begin Records for the task

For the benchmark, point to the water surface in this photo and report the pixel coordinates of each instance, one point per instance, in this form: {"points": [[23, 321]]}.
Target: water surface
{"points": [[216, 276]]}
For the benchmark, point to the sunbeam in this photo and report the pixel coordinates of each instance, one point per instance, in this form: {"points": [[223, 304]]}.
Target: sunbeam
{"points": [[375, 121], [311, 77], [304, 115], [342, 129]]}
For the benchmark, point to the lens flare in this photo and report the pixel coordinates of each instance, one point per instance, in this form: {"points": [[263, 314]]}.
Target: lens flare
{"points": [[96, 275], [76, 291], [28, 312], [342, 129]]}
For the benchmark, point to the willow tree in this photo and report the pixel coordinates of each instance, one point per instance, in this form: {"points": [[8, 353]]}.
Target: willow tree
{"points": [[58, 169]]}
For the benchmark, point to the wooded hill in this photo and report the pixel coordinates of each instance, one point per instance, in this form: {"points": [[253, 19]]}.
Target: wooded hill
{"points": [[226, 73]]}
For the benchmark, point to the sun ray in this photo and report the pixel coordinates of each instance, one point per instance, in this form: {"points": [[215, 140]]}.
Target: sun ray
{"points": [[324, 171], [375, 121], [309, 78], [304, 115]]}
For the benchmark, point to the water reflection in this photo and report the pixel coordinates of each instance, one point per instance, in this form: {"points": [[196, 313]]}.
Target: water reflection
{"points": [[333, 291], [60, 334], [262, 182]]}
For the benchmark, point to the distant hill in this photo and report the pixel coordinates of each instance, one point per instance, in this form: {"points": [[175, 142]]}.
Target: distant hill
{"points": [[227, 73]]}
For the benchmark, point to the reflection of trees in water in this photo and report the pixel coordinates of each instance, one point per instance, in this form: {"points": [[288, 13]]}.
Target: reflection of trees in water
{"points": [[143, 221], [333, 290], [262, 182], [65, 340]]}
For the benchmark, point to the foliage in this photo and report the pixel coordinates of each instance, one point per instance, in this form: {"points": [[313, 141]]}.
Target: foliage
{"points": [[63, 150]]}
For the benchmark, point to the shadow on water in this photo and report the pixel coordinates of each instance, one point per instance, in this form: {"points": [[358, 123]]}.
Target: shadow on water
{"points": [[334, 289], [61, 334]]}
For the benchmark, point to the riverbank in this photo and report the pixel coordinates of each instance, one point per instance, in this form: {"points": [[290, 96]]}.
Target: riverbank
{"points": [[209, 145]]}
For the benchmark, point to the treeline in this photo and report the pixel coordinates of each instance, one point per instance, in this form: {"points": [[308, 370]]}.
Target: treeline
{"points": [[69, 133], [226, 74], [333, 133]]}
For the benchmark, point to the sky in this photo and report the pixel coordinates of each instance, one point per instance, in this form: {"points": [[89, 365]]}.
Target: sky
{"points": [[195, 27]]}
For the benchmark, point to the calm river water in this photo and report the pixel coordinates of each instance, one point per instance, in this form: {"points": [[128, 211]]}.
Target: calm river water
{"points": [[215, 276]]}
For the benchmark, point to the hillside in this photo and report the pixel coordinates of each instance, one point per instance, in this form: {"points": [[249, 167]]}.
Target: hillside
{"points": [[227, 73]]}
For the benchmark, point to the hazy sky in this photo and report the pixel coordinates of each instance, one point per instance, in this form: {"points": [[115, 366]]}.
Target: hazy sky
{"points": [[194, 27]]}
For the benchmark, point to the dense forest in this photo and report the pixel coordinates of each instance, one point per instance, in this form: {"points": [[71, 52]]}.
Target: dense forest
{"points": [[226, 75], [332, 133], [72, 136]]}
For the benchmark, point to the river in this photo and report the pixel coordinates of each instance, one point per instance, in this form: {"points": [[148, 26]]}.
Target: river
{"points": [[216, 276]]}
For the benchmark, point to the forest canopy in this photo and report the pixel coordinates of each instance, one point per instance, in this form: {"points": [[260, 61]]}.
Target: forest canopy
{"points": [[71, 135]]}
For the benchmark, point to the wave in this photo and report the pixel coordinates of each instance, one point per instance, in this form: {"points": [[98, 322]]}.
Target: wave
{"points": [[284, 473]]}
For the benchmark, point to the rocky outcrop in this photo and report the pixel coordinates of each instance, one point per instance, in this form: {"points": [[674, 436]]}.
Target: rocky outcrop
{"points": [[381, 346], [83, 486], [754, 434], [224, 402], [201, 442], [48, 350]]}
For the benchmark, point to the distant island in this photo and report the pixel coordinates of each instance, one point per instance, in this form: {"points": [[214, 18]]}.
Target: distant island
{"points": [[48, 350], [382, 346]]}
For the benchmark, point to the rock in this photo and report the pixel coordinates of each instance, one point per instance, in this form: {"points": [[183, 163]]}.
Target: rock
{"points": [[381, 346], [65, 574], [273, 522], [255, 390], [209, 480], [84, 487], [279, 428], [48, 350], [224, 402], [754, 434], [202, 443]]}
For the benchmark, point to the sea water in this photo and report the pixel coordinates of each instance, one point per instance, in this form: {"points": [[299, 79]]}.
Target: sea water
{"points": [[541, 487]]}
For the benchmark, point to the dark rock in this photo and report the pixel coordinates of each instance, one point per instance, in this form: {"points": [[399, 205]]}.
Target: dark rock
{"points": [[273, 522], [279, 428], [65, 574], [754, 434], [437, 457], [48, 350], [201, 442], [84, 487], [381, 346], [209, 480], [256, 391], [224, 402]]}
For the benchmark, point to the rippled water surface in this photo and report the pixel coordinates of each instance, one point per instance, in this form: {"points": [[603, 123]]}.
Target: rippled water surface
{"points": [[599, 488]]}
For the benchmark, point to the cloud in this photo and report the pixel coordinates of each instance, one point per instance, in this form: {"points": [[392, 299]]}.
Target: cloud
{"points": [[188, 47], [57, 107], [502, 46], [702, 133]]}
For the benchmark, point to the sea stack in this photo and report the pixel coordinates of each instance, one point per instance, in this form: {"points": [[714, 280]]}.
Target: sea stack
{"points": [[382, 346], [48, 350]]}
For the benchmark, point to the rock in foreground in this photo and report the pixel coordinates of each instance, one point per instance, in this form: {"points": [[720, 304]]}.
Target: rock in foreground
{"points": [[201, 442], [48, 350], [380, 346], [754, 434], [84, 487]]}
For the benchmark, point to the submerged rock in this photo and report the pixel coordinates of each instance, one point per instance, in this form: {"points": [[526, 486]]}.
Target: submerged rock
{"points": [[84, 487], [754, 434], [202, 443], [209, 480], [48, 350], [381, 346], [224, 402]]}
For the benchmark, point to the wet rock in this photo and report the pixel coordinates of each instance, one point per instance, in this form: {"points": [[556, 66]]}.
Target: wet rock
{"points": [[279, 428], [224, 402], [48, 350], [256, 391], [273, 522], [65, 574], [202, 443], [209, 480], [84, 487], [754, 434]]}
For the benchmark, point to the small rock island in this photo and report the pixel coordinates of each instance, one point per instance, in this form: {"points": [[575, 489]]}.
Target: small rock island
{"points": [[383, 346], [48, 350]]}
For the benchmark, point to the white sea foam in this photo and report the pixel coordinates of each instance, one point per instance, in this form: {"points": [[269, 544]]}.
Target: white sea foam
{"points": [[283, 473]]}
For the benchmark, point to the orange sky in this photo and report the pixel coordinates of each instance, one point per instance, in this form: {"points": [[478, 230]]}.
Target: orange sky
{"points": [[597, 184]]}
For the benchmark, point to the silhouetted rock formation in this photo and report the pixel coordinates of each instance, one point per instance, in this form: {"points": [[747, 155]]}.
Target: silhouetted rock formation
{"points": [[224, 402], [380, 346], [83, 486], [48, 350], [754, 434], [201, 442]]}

end Records for the task

## Challenge
Reproduce everything from the line containing "For the benchmark, point to the small" down to the end of the listing, multiplying each coordinate in the answers by 1.65 and rounding to whole numbers with halves rounded up. Keep every other line, including the sample coordinates after "in this form", unchanged.

## Correct output
For the benchmark, point to the small rock island in this photo and report the pixel coordinates of each instance, one point per instance, in this form: {"points": [[575, 489]]}.
Target: small rock island
{"points": [[632, 571], [79, 578]]}
For the benchmark, point to the white sea foam in this photo and report the pixel coordinates of each instance, one point per instance, in this form: {"points": [[269, 544]]}.
Target: white sea foam
{"points": [[467, 780]]}
For the benchmark, point to the orange sky in this photo and report the pixel coordinates of each instance, one point per instance, in this form: {"points": [[478, 230]]}.
Target: orange sky
{"points": [[985, 304]]}
For the benchmark, point to the silhouetted rock formation in this photo and report the pixel coordinates of each instance, one point per instance, in this form: {"points": [[747, 155]]}.
Target: silhouetted rock formation
{"points": [[370, 663], [627, 571], [137, 802], [79, 578], [1244, 716], [332, 729]]}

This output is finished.